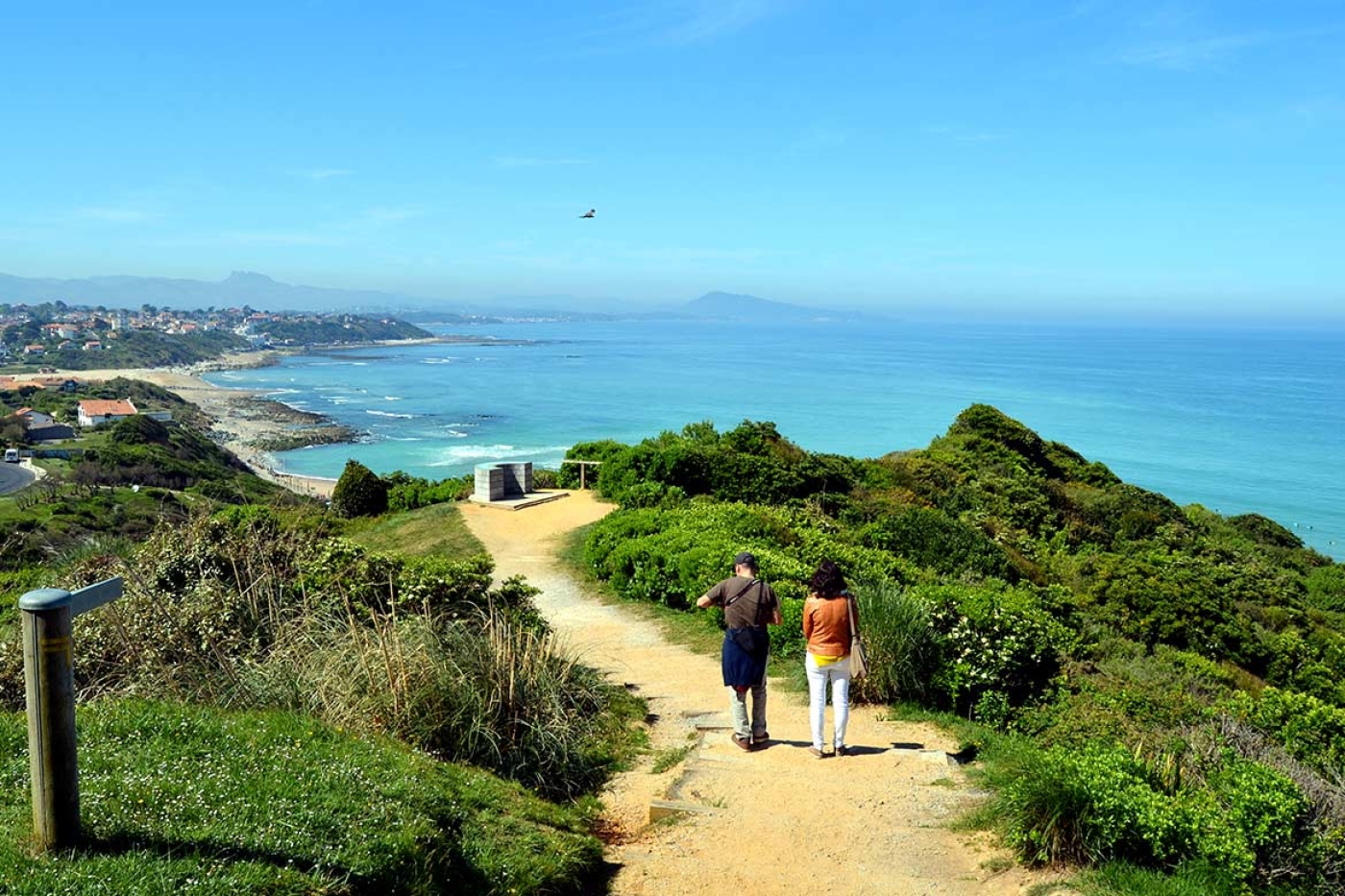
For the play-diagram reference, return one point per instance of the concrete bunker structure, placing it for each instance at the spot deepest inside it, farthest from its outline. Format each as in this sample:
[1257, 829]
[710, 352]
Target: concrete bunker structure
[503, 482]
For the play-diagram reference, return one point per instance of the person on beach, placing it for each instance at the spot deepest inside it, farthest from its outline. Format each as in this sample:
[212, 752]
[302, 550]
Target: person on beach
[749, 606]
[826, 627]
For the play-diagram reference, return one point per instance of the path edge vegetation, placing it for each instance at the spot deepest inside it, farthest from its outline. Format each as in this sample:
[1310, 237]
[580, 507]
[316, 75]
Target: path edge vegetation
[1153, 693]
[1150, 691]
[266, 619]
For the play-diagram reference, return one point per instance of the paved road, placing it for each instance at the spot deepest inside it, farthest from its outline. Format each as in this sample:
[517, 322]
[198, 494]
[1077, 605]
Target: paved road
[13, 476]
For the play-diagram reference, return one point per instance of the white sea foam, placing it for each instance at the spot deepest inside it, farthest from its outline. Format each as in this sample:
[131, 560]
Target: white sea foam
[467, 453]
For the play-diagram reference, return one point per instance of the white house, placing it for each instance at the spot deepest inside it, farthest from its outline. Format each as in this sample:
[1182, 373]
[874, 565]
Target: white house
[97, 410]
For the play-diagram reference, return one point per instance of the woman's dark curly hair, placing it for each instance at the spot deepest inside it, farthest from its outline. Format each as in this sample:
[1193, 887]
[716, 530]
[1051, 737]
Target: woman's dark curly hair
[827, 580]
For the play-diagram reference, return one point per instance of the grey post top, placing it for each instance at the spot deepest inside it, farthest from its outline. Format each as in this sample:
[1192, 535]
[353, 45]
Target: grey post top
[78, 601]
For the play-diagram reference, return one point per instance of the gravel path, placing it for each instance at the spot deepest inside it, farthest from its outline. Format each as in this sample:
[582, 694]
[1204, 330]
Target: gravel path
[772, 821]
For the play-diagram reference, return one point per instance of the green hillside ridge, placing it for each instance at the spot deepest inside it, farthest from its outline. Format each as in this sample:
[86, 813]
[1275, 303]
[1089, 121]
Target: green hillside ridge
[1147, 689]
[1149, 684]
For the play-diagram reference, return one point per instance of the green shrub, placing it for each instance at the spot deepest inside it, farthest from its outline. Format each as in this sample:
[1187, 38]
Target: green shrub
[992, 640]
[359, 493]
[1310, 729]
[931, 539]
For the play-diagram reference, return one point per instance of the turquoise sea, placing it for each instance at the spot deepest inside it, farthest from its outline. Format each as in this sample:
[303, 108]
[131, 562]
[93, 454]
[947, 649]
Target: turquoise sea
[1237, 420]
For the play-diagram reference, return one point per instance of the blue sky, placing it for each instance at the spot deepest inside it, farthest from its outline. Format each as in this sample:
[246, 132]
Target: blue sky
[947, 159]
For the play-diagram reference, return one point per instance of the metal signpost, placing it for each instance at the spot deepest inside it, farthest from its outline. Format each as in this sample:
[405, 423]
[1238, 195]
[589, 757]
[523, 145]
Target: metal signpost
[49, 675]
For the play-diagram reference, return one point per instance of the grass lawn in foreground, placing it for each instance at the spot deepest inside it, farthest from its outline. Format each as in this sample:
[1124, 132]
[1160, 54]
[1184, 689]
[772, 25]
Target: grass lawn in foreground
[183, 799]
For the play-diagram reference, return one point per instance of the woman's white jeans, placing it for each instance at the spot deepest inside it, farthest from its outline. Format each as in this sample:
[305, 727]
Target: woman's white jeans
[838, 674]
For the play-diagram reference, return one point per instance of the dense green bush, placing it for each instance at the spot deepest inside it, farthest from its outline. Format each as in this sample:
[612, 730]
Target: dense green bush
[359, 493]
[1001, 647]
[1008, 577]
[930, 539]
[412, 493]
[1098, 804]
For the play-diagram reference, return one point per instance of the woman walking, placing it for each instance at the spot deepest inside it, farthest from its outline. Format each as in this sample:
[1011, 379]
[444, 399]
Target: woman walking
[826, 626]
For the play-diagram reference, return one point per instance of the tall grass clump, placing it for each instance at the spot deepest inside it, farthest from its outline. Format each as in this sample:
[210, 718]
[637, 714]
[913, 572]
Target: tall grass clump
[1103, 804]
[242, 610]
[900, 644]
[488, 691]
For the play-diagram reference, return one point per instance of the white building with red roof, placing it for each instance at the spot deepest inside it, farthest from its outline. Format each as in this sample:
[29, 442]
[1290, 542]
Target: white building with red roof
[100, 410]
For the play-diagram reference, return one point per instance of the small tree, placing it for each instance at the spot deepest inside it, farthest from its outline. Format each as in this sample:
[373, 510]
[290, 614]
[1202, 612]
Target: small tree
[359, 493]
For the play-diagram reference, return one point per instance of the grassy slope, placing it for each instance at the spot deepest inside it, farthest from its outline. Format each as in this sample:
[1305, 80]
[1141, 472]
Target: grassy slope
[190, 799]
[183, 799]
[437, 529]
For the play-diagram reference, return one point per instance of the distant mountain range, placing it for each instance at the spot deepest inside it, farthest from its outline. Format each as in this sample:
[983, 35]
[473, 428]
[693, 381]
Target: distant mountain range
[261, 292]
[728, 305]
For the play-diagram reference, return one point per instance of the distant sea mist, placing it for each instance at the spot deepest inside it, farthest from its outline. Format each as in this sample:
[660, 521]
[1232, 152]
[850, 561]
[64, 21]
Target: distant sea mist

|---|

#### Esercizio scritto
Riproduci senza alcuna modifica le righe dell'elenco che vanno da quella contenente "the grass lawn" fino a quella contenente "[1098, 804]", incluse entrambe.

#### La risposta
For the play-diagram reference, return one point per instance of the grass lawn in foreground, placing it for each instance at the spot deepest inside it, farthest from its outline. Format each as in this sample:
[1124, 132]
[1160, 54]
[1184, 689]
[772, 25]
Target: grass lawn in foreground
[183, 799]
For the play-diagram reference, return one point per instance of the woman's white jeans, placing it for each instance at the spot deepest inside it, farthest from its outline. Format each as in this sample:
[305, 727]
Target: woman's white jeans
[838, 674]
For the play-diagram reference, return one point per instance of the dense green bush, placing it for each instance at the spot deepest inside it, farthest from its outline. Format each as in this sample:
[612, 730]
Target: dense green bush
[359, 493]
[1001, 647]
[1008, 577]
[930, 539]
[412, 493]
[1098, 804]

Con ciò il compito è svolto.